§ Text under study:

====================

Vital Information to Maintain Your Vision
OSM’s leading ophthalmic specialists evaluate each patient and treat with the most effective and beneficial surgical and non-surgical methods to ensure the best outcome to maintain your vision.
Early detection and treatment is key to protect against loss of vision and blindness.
The retina is a layer of tissue in the eye that is responsible for visual messages delivered to the brain through the optic nerve. The brain interprets this information into images. A retinal detachment occurs if the retina pulls away from its supportive tissue. A retinal detachment is often preceded by retinal tears or retinal breaks. If not treated immediately retinal detachments cause permanent vision loss and blindness. Treatment of retinal tears or breaks can often prevent the progression to a retinal detachment.
Symptoms of retinal tear or detachment can be floaters (specks or spider webs) seen in your field of vision, a drape or curtain over your field of vision, and/or light flashes in the eye.

====================

§ Stored data entries:
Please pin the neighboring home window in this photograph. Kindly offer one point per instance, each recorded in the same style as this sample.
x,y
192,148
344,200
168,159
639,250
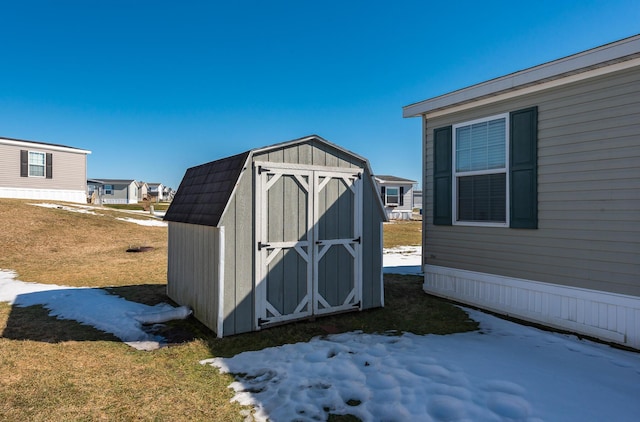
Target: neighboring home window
x,y
485,171
480,171
392,196
36,164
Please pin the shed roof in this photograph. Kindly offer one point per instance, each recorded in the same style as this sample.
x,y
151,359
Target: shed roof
x,y
112,181
393,179
623,51
205,191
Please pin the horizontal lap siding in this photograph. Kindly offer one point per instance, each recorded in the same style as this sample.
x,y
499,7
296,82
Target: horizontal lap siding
x,y
69,169
588,192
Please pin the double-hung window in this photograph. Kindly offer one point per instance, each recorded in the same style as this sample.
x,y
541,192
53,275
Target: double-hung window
x,y
37,164
485,171
480,182
392,196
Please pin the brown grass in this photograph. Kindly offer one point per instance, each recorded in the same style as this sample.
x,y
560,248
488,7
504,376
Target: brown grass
x,y
402,233
61,247
60,370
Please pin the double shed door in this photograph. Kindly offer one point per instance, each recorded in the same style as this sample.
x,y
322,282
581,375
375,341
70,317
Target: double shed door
x,y
308,233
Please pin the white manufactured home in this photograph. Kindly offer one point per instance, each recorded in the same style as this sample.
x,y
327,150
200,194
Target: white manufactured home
x,y
532,193
276,234
39,170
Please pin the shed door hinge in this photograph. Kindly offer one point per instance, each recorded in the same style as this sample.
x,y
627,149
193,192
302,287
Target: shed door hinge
x,y
263,245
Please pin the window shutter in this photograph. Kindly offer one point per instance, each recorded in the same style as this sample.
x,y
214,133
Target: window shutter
x,y
523,171
49,165
24,163
442,174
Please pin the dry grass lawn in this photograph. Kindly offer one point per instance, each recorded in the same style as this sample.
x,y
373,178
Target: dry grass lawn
x,y
60,370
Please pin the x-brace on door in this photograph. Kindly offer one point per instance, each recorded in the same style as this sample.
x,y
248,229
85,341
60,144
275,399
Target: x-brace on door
x,y
308,235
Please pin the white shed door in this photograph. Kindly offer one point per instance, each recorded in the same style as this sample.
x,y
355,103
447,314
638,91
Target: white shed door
x,y
308,231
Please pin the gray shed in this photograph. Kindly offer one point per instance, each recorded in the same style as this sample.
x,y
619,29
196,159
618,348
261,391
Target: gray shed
x,y
276,234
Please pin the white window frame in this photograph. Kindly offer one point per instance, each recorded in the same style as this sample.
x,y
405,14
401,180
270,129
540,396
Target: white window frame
x,y
44,165
386,196
457,174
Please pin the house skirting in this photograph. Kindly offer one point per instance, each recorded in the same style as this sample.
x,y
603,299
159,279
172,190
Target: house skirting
x,y
606,316
118,201
79,196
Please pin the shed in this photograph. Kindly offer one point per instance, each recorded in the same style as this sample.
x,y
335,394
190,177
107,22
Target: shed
x,y
276,234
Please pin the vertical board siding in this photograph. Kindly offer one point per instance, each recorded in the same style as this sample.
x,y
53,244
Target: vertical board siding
x,y
192,270
588,232
239,306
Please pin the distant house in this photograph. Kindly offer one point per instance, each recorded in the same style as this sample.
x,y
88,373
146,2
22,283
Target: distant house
x,y
532,193
397,196
155,192
39,170
417,198
143,191
114,191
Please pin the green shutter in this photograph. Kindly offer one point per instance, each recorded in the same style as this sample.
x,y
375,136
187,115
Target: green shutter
x,y
442,174
24,163
523,170
49,166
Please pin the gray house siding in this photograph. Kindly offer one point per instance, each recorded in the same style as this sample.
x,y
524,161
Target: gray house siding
x,y
68,172
588,192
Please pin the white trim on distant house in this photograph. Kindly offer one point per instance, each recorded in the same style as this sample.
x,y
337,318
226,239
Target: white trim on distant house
x,y
79,196
43,145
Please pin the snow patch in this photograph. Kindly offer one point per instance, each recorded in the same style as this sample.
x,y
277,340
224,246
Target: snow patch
x,y
96,307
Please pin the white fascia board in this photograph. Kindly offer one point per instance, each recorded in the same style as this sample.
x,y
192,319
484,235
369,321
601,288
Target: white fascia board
x,y
602,56
32,145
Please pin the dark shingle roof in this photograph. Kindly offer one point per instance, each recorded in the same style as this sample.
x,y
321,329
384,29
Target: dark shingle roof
x,y
205,191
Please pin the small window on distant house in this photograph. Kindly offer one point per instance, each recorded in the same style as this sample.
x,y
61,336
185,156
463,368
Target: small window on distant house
x,y
392,196
480,171
37,164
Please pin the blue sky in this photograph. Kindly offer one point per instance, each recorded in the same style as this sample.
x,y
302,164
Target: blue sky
x,y
155,87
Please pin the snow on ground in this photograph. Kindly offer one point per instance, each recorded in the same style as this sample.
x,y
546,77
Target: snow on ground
x,y
96,307
504,372
402,260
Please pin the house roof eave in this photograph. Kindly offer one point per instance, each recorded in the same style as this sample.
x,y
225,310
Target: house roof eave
x,y
627,49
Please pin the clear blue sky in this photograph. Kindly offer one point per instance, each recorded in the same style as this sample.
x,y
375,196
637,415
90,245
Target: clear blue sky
x,y
155,87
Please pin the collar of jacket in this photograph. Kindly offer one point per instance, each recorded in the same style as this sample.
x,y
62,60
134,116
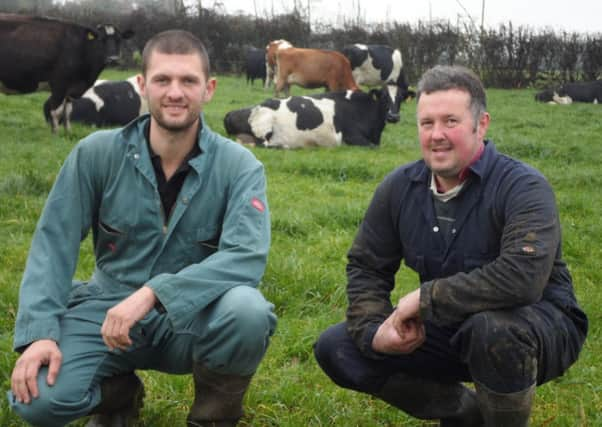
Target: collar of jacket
x,y
418,171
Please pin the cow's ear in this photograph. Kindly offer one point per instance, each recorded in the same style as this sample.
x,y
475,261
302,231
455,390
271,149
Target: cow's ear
x,y
127,34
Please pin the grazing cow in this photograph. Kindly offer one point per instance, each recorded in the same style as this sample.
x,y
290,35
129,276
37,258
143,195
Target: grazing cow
x,y
255,65
379,65
573,92
326,120
313,68
270,58
66,56
107,103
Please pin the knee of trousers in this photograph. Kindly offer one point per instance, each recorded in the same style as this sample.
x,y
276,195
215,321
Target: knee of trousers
x,y
500,350
341,360
55,406
244,321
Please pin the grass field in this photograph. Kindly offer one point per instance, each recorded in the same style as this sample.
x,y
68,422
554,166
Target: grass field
x,y
317,198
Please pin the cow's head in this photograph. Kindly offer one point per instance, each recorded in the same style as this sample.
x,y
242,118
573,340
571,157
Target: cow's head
x,y
110,39
396,95
545,95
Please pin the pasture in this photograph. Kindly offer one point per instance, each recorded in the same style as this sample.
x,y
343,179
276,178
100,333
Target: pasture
x,y
317,198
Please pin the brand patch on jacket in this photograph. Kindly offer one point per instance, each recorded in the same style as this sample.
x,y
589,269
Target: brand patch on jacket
x,y
257,204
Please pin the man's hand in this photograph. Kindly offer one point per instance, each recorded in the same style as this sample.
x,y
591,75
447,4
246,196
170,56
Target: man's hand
x,y
24,384
402,332
120,318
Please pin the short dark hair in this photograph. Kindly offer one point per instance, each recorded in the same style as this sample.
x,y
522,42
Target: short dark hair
x,y
176,42
445,77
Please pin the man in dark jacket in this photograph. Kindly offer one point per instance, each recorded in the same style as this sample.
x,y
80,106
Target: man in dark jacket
x,y
495,305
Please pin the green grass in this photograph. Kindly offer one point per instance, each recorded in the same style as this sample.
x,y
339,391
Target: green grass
x,y
317,198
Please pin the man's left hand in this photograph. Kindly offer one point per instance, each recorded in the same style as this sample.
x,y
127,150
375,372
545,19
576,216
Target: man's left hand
x,y
120,318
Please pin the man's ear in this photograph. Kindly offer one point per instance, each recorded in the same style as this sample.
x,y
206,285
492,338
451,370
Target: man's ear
x,y
483,125
141,84
210,89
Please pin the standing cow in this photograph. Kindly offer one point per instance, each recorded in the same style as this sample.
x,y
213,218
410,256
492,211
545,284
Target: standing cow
x,y
313,68
255,65
380,65
270,59
325,120
107,103
66,56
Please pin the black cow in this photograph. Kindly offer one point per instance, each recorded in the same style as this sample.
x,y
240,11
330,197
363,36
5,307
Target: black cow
x,y
255,65
107,103
380,65
327,119
573,92
66,56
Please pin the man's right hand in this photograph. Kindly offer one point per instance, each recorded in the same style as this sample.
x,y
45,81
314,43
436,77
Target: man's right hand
x,y
24,378
389,340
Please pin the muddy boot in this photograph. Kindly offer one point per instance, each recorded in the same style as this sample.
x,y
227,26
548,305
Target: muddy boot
x,y
505,409
217,398
121,400
452,403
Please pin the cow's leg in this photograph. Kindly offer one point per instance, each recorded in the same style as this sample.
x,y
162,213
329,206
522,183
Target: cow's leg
x,y
358,140
268,76
53,110
67,109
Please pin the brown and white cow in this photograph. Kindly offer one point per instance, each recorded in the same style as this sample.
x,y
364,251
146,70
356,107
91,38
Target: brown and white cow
x,y
270,58
313,68
66,56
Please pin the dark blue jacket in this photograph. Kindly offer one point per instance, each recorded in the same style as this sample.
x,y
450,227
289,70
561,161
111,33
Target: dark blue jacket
x,y
505,249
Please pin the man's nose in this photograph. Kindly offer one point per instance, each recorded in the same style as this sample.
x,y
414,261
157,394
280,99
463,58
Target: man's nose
x,y
174,90
438,131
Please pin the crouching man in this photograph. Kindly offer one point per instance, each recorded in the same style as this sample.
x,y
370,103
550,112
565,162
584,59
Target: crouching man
x,y
181,233
495,305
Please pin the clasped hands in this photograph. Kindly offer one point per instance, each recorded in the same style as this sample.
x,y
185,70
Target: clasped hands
x,y
403,331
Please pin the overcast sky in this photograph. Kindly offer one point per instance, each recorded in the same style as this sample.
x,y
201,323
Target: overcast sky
x,y
571,15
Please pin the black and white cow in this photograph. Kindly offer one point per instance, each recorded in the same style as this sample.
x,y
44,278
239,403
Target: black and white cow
x,y
380,65
64,55
326,120
107,103
573,92
255,65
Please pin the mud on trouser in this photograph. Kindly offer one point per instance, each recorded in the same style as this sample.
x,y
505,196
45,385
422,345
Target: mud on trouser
x,y
510,350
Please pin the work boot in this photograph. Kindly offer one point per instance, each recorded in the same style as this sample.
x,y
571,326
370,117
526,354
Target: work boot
x,y
505,409
121,400
217,398
451,403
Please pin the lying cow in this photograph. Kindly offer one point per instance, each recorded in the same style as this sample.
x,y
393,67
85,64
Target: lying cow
x,y
573,92
326,120
270,58
313,68
66,56
380,65
107,103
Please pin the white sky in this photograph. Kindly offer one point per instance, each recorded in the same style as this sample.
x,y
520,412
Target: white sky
x,y
584,16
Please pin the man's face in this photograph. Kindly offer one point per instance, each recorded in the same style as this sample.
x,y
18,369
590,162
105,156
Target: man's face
x,y
447,133
176,89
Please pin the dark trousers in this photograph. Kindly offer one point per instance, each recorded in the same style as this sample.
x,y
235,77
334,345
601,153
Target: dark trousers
x,y
505,350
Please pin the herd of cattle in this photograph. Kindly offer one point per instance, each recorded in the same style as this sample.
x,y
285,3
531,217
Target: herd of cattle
x,y
67,58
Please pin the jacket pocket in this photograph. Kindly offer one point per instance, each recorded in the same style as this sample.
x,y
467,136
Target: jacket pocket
x,y
205,243
111,240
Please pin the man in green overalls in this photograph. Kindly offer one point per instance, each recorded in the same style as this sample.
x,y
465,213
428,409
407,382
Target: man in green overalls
x,y
181,233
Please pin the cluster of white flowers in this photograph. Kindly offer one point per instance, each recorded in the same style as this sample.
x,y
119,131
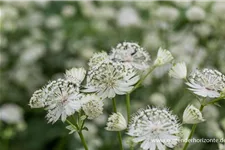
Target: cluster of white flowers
x,y
154,128
206,83
192,115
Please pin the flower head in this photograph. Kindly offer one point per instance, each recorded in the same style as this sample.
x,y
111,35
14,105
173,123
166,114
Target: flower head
x,y
163,56
192,115
178,71
92,106
11,113
116,122
60,98
111,78
131,54
206,83
75,75
154,128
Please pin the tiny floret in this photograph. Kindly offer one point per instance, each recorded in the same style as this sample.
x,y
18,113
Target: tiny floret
x,y
111,78
163,57
155,129
192,115
179,71
75,75
92,106
116,122
206,83
131,54
60,98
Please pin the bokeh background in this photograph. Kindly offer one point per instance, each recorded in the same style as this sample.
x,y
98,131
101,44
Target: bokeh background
x,y
40,39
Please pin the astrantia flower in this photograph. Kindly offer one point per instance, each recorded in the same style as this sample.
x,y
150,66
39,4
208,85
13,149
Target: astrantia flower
x,y
131,54
116,122
97,59
192,115
75,75
92,106
110,79
178,71
60,98
206,83
155,129
11,113
163,56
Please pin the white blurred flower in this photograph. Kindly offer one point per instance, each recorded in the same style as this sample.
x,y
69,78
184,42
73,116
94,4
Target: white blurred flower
x,y
131,54
192,115
128,16
11,113
221,146
116,122
60,98
68,11
158,99
167,13
195,13
75,75
218,9
179,71
155,129
111,78
163,56
53,22
92,106
206,83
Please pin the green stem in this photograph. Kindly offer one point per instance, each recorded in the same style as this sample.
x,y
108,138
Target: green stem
x,y
79,131
128,107
118,133
192,131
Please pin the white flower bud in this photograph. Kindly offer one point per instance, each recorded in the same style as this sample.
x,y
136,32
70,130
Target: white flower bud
x,y
116,122
163,56
195,13
93,107
192,115
179,71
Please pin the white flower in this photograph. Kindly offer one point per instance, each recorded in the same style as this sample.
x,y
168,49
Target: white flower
x,y
11,113
110,79
93,106
206,83
179,71
131,54
116,122
163,56
75,75
192,115
60,98
195,13
155,129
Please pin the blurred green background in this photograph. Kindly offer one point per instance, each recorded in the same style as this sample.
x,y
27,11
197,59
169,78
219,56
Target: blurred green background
x,y
40,39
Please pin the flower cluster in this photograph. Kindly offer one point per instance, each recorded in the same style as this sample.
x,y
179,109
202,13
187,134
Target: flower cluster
x,y
206,83
155,128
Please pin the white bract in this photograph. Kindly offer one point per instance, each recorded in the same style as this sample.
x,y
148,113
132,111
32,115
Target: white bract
x,y
60,98
155,129
116,122
163,56
110,78
192,115
131,54
11,113
206,83
92,106
75,75
179,71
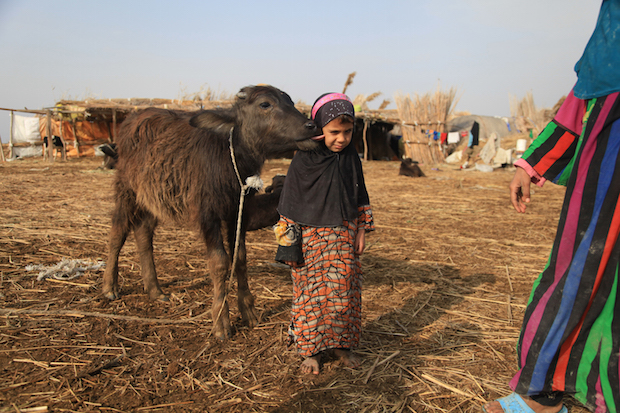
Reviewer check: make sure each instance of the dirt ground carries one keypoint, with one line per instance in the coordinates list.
(447, 275)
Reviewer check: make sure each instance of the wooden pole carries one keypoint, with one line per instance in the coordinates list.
(113, 137)
(2, 150)
(11, 137)
(64, 142)
(50, 144)
(76, 143)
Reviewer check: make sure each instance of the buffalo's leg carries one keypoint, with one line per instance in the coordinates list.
(245, 299)
(122, 220)
(143, 233)
(217, 260)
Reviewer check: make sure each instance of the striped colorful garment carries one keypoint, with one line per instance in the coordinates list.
(327, 287)
(570, 338)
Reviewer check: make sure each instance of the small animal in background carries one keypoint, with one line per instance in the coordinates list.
(409, 167)
(56, 142)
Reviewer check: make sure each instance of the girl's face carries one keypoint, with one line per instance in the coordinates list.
(338, 134)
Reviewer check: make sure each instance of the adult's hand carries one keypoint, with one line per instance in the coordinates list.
(520, 190)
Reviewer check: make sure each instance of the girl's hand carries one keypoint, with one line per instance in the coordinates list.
(520, 190)
(360, 241)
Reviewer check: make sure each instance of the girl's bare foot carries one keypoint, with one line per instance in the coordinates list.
(349, 358)
(311, 364)
(496, 407)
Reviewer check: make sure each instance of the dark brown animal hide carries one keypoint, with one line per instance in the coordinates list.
(176, 166)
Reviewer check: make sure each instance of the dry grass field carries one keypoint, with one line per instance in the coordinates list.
(447, 274)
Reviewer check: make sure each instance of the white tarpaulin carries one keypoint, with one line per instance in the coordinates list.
(26, 130)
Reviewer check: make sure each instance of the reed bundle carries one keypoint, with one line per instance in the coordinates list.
(421, 114)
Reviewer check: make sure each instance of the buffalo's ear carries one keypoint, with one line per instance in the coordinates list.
(213, 119)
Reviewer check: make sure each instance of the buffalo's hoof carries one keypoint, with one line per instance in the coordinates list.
(158, 295)
(222, 335)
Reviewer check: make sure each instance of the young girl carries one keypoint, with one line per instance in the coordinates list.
(324, 215)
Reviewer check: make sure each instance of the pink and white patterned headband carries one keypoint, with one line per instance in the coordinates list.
(328, 98)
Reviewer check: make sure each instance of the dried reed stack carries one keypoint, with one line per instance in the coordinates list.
(362, 100)
(422, 113)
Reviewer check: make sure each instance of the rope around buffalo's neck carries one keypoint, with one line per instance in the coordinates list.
(240, 214)
(251, 182)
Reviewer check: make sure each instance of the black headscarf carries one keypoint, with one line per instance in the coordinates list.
(323, 188)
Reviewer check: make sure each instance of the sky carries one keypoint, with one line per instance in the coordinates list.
(488, 50)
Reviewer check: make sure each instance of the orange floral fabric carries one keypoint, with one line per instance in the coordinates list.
(327, 287)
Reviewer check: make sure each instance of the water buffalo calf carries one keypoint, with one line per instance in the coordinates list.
(177, 166)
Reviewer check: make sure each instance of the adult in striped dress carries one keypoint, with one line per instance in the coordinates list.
(570, 337)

====================

§ Complete the following:
a - In the text on vision care, swap "curtain" for "veil" and write out the passage between "Symptoms of retinal" and "in the eye.", inclusive.
b - Answer these from the text on vision care:
(i) What does the brain interpret the retina's information into?
(ii) What is a retinal detachment often preceded by?
(iii) What are floaters described as?

§ Results for each task:
a -
Symptoms of retinal tear or detachment can be floaters (specks or spider webs) seen in your field of vision, a drape or veil over your field of vision, and/or light flashes in the eye.

b -
(i) Images.
(ii) Retinal tears or retinal breaks.
(iii) Specks or spider webs seen in your field of vision.